-------- Extracted entries
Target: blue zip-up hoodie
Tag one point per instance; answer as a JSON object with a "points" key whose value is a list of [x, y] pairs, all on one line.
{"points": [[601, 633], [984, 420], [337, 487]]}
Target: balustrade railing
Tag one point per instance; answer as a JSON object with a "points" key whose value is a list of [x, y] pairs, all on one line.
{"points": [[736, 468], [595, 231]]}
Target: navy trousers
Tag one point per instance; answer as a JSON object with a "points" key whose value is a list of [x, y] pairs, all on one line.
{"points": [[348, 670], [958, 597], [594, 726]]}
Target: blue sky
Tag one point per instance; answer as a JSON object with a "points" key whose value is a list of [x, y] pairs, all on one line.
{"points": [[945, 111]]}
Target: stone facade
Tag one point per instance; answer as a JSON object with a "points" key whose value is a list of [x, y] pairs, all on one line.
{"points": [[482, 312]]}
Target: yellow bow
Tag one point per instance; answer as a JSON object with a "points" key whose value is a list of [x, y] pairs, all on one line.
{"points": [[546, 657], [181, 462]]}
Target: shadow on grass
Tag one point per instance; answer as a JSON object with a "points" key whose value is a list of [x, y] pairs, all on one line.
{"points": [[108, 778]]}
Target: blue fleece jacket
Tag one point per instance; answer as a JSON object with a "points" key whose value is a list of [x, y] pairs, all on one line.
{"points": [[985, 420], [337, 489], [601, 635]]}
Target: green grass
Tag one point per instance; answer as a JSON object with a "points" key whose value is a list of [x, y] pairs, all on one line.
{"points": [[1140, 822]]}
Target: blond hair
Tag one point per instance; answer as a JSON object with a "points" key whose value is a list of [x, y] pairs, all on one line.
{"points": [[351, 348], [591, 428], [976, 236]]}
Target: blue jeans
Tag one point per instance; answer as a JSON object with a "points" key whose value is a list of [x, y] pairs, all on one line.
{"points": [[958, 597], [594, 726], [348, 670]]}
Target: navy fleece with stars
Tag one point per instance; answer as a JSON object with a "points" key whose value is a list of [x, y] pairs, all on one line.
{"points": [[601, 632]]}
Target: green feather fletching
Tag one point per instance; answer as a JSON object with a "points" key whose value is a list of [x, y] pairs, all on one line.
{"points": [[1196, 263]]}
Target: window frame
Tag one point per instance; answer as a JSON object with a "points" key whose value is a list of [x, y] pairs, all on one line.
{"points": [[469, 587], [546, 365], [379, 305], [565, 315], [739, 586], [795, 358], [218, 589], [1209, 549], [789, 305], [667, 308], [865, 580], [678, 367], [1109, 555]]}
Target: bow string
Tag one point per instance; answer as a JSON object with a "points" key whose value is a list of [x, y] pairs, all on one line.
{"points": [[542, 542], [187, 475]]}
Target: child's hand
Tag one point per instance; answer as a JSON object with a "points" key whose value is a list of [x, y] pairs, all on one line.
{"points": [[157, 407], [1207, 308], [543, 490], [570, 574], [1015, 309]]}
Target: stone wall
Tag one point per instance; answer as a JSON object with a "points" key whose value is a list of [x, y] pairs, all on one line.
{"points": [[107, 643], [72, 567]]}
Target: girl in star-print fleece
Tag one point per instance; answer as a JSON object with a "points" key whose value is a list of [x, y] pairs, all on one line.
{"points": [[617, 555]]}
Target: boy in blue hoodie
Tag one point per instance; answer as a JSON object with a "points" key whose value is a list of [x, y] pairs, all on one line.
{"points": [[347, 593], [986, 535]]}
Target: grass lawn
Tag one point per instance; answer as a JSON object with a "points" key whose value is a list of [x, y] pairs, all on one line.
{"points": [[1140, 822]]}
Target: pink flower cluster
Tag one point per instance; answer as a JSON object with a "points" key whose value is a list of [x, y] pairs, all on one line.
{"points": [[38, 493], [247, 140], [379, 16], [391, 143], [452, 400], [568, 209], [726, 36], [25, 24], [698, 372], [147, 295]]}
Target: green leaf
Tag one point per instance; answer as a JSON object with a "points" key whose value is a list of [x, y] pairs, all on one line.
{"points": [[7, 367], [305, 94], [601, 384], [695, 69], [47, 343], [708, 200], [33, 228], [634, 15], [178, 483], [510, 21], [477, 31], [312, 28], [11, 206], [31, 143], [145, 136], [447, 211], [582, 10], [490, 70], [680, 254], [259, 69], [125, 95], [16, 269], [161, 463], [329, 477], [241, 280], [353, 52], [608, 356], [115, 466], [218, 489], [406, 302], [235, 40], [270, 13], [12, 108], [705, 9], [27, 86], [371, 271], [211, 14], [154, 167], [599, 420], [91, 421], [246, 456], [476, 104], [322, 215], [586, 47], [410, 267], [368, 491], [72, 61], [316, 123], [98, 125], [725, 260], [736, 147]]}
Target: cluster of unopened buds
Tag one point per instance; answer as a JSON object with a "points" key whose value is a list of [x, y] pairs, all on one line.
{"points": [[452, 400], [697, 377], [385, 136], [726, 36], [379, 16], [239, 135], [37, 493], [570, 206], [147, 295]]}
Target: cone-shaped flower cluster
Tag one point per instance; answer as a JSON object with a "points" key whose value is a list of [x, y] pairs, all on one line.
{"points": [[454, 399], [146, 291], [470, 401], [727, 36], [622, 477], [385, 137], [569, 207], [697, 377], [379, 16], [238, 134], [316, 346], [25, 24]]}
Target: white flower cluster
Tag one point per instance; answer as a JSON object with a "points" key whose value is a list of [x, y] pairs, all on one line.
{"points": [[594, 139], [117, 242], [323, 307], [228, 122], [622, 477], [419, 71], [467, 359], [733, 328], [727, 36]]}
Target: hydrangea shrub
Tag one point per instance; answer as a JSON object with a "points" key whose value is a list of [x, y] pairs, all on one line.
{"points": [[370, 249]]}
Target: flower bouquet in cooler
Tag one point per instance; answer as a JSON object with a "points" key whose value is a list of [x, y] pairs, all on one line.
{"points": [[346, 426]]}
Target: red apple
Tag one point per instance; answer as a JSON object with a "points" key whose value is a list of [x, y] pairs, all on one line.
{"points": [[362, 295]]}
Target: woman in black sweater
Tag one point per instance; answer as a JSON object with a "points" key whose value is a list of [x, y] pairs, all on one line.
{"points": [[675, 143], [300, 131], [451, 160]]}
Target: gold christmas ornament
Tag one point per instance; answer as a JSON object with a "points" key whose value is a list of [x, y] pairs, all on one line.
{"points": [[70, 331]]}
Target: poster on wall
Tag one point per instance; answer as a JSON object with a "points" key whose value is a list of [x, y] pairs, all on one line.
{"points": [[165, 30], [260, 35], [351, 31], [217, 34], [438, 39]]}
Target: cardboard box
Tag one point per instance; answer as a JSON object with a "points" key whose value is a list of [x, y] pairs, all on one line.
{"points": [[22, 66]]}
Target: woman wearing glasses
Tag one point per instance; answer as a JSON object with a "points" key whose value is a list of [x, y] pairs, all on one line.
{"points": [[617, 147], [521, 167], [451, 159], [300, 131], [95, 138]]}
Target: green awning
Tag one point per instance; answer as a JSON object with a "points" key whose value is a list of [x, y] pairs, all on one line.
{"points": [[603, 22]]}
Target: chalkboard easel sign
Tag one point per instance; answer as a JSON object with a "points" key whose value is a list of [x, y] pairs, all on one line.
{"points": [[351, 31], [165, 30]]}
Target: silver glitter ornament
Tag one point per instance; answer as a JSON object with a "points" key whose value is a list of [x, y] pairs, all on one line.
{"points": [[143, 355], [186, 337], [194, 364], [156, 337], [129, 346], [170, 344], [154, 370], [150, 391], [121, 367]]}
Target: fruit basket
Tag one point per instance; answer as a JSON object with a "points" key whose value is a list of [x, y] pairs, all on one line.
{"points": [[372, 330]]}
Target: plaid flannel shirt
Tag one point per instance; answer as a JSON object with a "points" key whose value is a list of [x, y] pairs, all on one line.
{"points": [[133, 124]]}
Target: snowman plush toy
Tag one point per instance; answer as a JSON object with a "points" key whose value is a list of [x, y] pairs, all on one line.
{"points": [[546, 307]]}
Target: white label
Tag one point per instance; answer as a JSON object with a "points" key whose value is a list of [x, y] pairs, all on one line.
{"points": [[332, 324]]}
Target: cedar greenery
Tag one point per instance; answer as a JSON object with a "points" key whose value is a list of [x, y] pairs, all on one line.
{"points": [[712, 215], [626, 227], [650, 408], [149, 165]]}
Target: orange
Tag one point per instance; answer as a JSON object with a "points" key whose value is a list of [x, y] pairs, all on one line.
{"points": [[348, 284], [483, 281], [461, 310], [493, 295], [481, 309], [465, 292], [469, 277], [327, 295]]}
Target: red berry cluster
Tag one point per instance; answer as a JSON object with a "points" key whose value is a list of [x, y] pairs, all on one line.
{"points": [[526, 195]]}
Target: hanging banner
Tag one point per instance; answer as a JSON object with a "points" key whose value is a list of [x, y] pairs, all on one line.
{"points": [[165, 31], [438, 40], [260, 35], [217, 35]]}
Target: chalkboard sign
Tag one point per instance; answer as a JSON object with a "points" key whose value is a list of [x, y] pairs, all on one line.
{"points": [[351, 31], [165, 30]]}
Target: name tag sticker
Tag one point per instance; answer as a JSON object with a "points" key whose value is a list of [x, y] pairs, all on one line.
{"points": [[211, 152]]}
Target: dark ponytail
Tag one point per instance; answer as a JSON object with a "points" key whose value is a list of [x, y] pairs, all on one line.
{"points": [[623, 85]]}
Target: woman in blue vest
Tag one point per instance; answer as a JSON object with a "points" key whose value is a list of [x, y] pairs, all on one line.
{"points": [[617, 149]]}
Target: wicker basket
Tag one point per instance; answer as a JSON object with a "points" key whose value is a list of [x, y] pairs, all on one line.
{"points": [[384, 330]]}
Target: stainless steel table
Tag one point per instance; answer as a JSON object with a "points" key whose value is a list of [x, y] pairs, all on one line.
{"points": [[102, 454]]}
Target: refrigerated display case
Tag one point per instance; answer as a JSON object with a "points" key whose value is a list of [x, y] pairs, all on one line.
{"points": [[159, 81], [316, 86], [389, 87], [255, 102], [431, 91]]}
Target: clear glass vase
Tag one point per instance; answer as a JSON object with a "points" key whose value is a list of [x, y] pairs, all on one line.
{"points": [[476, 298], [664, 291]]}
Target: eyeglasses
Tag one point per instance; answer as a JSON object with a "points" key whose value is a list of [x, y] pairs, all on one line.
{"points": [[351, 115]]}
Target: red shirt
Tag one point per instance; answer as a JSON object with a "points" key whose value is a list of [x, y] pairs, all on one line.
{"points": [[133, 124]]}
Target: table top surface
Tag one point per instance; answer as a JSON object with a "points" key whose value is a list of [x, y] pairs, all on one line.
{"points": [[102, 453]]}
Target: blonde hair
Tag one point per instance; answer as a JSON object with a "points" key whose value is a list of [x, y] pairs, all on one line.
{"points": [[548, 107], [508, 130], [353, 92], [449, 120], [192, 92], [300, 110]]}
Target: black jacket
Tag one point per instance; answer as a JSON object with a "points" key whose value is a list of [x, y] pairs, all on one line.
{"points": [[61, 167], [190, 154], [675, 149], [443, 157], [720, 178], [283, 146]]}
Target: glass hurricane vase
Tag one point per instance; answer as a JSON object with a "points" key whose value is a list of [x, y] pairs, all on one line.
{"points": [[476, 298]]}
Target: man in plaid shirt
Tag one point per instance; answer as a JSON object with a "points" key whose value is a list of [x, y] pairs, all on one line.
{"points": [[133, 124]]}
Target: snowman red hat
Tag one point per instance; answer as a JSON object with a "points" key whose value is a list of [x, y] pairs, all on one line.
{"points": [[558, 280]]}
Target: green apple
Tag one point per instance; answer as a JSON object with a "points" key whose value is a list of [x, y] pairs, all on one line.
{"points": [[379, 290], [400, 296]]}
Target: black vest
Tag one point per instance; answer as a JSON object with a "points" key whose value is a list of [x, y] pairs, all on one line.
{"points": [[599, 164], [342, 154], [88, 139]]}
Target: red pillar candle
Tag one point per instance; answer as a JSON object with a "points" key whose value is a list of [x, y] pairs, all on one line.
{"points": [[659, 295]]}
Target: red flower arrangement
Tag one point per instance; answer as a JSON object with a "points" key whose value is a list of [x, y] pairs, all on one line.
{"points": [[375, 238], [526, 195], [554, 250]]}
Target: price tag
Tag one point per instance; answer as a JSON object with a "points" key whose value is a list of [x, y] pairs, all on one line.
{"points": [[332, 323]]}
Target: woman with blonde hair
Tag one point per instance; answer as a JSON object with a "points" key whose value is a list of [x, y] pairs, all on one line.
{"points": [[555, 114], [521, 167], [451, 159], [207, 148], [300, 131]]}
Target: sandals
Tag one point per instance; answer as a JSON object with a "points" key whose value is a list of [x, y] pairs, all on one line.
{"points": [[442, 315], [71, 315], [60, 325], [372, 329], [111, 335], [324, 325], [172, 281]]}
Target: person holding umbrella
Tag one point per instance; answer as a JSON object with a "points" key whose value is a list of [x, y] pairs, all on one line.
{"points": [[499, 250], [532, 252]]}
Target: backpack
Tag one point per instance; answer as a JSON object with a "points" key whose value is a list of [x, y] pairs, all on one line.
----------------
Required task: Exactly reproduce the lines that run from the line with "Target: woman with blonde hair" through the last line of the records, inclusive.

Answer to this exercise:
Target: woman with blonde hair
Tag one point per instance; answer as a JSON object with a "points" key whose value is a list of [x, y] pairs, all on one line.
{"points": [[555, 114], [521, 167], [451, 159], [207, 148], [300, 131]]}
Target: sandals
Tag one point per instance; answer as a JSON object with a "points" key whose value is a list of [x, y] pairs, all on one line.
{"points": [[442, 315], [71, 315], [60, 325], [372, 329], [111, 335], [324, 325], [172, 281]]}
Target: person holding umbrella
Tag one point per instance; answer as a JSON object with a "points" key whose value is a list of [x, y] pairs, all on one line.
{"points": [[499, 250], [532, 252]]}
Target: backpack
Tag one point per instance; answer as a JSON object with a "points" key whose value is a list of [x, y] pairs, all on one line.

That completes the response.